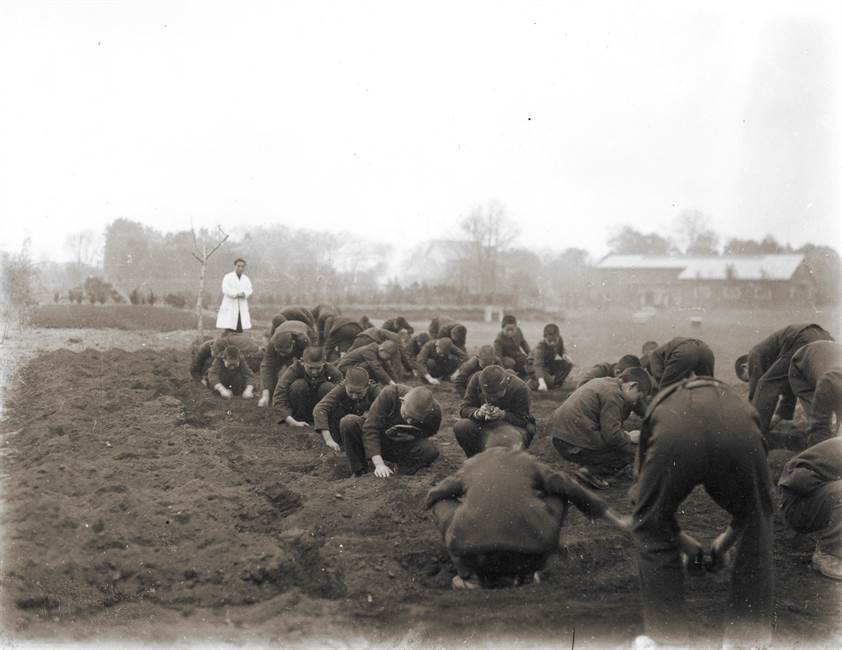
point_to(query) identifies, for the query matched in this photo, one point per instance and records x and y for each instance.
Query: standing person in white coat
(236, 288)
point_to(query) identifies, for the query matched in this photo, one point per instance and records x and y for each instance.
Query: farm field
(139, 506)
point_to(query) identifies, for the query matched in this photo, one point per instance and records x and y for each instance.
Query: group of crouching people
(501, 513)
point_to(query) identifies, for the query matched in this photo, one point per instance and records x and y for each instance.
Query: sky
(393, 120)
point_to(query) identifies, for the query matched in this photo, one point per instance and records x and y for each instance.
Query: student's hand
(381, 470)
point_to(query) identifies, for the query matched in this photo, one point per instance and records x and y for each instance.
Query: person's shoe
(643, 642)
(459, 582)
(828, 565)
(589, 478)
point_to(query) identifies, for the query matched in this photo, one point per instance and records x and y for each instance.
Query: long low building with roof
(725, 280)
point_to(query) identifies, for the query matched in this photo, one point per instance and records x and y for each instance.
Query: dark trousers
(473, 436)
(819, 512)
(774, 383)
(303, 397)
(554, 373)
(441, 368)
(704, 436)
(409, 456)
(492, 566)
(516, 363)
(603, 462)
(690, 356)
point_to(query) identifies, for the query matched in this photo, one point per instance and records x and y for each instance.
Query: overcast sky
(393, 119)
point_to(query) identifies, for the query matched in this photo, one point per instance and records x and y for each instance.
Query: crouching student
(501, 513)
(354, 396)
(493, 398)
(230, 375)
(397, 429)
(302, 385)
(587, 429)
(701, 432)
(438, 360)
(482, 359)
(815, 377)
(607, 369)
(811, 501)
(548, 365)
(511, 346)
(680, 358)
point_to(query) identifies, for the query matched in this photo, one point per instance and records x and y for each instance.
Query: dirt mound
(133, 489)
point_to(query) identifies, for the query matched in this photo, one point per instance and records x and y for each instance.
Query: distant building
(727, 280)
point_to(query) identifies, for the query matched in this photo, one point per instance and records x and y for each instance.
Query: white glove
(227, 394)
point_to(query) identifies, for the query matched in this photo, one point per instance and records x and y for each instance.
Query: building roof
(741, 267)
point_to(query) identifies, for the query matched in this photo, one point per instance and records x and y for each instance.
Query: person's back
(593, 413)
(502, 507)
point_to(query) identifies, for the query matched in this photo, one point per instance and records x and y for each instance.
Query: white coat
(232, 306)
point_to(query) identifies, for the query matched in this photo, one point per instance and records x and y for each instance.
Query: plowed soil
(139, 505)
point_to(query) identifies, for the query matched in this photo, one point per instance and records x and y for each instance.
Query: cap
(443, 345)
(418, 403)
(627, 361)
(638, 375)
(388, 346)
(741, 361)
(493, 378)
(356, 379)
(313, 355)
(486, 355)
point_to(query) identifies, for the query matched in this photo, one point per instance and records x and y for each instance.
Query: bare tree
(83, 246)
(17, 285)
(489, 232)
(695, 234)
(202, 255)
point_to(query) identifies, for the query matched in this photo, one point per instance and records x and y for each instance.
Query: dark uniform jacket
(516, 401)
(203, 358)
(812, 468)
(778, 344)
(385, 412)
(332, 326)
(280, 398)
(592, 417)
(273, 361)
(219, 374)
(468, 369)
(338, 402)
(511, 346)
(367, 357)
(502, 503)
(597, 371)
(541, 356)
(450, 359)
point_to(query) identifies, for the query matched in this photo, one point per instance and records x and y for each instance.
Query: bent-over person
(302, 385)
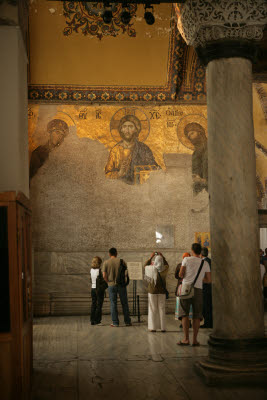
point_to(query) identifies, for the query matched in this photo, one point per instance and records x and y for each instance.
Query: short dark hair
(113, 252)
(196, 247)
(194, 126)
(134, 120)
(205, 251)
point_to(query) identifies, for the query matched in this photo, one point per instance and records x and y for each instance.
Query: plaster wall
(13, 111)
(79, 213)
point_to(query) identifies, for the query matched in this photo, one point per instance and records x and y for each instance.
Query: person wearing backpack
(194, 271)
(116, 276)
(156, 270)
(97, 291)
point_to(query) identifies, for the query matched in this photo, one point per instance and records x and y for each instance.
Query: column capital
(222, 28)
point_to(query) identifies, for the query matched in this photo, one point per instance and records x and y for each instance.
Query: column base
(234, 362)
(216, 375)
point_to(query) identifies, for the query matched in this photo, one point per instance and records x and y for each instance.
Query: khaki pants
(156, 311)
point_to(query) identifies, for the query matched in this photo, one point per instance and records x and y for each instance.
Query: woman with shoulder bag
(97, 291)
(176, 292)
(156, 269)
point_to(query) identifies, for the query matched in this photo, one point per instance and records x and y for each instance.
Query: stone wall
(79, 213)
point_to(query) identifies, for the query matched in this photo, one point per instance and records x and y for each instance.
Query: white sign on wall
(135, 271)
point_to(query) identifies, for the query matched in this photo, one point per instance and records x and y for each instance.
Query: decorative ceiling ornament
(86, 17)
(204, 21)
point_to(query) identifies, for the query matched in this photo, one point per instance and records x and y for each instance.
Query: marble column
(14, 163)
(224, 35)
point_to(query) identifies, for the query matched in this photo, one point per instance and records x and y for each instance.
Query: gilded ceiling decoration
(86, 18)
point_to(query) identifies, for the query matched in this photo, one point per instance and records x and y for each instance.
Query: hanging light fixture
(125, 16)
(149, 17)
(107, 14)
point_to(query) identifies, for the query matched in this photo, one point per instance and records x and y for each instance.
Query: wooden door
(25, 273)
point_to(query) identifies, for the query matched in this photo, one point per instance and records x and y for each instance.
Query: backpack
(101, 284)
(122, 276)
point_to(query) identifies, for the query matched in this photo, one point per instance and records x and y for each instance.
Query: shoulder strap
(164, 287)
(199, 270)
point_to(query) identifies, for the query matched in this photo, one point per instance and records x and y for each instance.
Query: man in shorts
(110, 271)
(188, 273)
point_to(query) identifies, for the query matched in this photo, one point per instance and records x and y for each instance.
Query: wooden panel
(8, 196)
(7, 375)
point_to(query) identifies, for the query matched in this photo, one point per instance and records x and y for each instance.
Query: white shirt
(94, 275)
(192, 265)
(262, 273)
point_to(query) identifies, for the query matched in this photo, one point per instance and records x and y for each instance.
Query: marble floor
(76, 361)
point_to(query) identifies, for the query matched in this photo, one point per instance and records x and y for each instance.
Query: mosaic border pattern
(173, 91)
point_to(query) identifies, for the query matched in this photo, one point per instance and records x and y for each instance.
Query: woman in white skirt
(156, 269)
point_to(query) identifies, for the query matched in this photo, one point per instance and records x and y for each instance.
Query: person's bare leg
(196, 324)
(185, 323)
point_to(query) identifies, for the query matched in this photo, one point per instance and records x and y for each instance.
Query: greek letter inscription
(83, 114)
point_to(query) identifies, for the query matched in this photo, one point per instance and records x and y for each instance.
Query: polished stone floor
(76, 361)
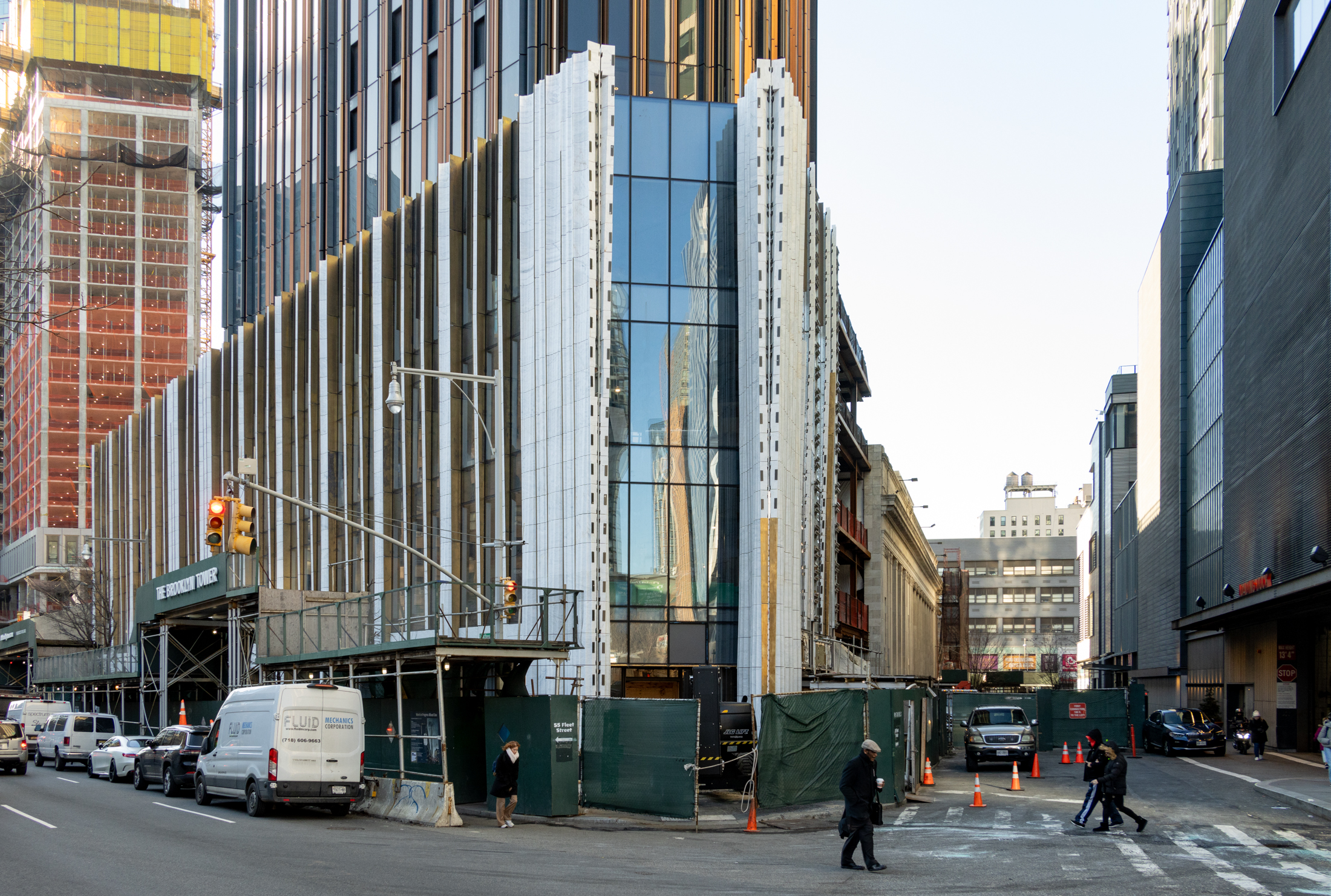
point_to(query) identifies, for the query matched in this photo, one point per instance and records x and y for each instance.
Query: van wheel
(201, 795)
(171, 787)
(255, 807)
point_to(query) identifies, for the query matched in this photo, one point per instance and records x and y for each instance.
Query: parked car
(999, 734)
(72, 737)
(31, 715)
(1182, 730)
(298, 745)
(14, 748)
(116, 758)
(169, 759)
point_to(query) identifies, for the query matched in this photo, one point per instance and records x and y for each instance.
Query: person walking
(860, 783)
(1258, 727)
(505, 790)
(1113, 788)
(1325, 742)
(1092, 773)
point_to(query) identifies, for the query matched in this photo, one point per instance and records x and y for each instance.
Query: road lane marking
(1139, 858)
(203, 815)
(31, 818)
(1213, 768)
(1223, 870)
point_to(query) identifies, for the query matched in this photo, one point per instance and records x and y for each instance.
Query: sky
(997, 184)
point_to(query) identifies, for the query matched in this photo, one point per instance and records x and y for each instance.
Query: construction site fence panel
(638, 755)
(804, 741)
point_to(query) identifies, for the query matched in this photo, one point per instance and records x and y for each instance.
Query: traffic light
(243, 529)
(216, 523)
(510, 601)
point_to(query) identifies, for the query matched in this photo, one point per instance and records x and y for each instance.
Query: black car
(1182, 730)
(169, 759)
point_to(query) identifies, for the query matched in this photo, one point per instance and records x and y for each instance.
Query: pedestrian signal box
(215, 525)
(243, 529)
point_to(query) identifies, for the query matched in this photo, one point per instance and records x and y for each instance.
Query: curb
(1321, 808)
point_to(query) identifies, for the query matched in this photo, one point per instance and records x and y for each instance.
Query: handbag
(876, 810)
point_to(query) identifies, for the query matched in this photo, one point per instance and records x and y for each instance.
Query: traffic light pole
(232, 477)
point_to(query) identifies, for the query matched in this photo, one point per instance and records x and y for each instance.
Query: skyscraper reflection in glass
(674, 380)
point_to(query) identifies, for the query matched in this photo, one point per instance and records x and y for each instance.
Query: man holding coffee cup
(860, 786)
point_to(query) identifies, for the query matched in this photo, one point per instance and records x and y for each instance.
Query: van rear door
(344, 741)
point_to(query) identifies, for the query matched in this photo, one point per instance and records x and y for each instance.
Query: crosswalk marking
(1223, 870)
(1139, 858)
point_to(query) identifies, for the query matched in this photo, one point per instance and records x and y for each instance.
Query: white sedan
(116, 758)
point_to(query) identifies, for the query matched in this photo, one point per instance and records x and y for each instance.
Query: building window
(1295, 25)
(396, 38)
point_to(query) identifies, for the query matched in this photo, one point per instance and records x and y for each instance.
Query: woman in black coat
(1113, 788)
(505, 790)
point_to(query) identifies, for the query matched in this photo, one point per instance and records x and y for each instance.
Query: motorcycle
(1241, 737)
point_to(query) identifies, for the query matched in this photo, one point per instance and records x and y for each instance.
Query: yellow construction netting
(151, 36)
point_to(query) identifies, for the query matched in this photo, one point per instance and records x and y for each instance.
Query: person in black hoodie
(1113, 788)
(1092, 771)
(859, 782)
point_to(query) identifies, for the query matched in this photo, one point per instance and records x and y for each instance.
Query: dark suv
(169, 759)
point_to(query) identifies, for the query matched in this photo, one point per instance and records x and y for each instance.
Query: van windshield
(999, 717)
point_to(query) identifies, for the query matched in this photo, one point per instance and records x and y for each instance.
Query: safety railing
(529, 616)
(103, 662)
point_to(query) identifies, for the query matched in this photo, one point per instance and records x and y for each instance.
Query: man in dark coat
(1258, 727)
(859, 785)
(505, 790)
(1092, 773)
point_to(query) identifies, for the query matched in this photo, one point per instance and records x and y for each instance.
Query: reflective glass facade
(674, 472)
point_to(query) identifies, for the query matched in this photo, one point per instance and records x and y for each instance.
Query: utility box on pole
(546, 727)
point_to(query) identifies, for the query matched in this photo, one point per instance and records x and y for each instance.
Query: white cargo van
(298, 745)
(32, 715)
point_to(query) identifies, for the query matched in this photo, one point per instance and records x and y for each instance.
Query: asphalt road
(1209, 832)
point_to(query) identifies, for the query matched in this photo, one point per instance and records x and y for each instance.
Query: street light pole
(498, 445)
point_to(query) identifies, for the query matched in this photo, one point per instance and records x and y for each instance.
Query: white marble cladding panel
(783, 327)
(564, 169)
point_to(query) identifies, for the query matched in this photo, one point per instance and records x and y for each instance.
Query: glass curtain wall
(674, 368)
(1205, 355)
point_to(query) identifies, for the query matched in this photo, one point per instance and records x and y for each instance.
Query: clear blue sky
(997, 178)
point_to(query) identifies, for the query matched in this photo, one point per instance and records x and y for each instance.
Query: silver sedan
(115, 759)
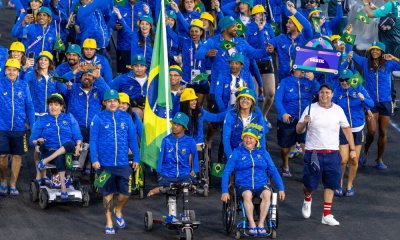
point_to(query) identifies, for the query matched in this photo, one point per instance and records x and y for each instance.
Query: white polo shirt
(324, 126)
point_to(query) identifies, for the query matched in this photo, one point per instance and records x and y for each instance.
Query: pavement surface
(373, 213)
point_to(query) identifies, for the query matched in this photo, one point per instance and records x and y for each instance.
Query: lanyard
(40, 38)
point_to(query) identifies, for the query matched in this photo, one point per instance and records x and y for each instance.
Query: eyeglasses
(245, 99)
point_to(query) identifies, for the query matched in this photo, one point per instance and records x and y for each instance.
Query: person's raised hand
(212, 53)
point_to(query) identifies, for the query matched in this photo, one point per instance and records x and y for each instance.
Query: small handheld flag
(102, 179)
(68, 160)
(218, 169)
(201, 77)
(120, 2)
(59, 44)
(226, 45)
(362, 17)
(356, 80)
(199, 8)
(60, 79)
(276, 29)
(348, 38)
(240, 27)
(317, 27)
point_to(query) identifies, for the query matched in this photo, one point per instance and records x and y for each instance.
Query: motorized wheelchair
(51, 193)
(138, 185)
(235, 207)
(186, 221)
(203, 179)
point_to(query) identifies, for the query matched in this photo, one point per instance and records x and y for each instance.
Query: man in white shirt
(322, 158)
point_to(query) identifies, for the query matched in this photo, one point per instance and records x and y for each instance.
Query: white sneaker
════════
- _What you should do_: Using the material above, print word for word the lines from the one holding "Query: person's raised hand" through the last line.

- _Exercise solution_:
Query: person's raised hand
(212, 53)
point_to(query) identifies, for the query matched in this photo, one point per instance and records x and y for each instance.
Query: small handheld flag
(102, 179)
(68, 160)
(218, 169)
(201, 77)
(120, 2)
(59, 44)
(226, 45)
(362, 17)
(356, 80)
(199, 8)
(60, 79)
(276, 29)
(348, 38)
(240, 27)
(317, 27)
point_to(query) identifies, for the query matched in this photo, one point per instance and records x and y for each instance.
Query: motorized wheelchair
(51, 193)
(138, 185)
(235, 207)
(186, 221)
(203, 179)
point_to(query) identifies, for the query matched in this photo, one point per instance and records x and y for each instance.
Query: man in white shirt
(322, 158)
point_to(query) identifies, for the query matched in this photo, one point per instance and records x and y for each instance.
Query: white sneaker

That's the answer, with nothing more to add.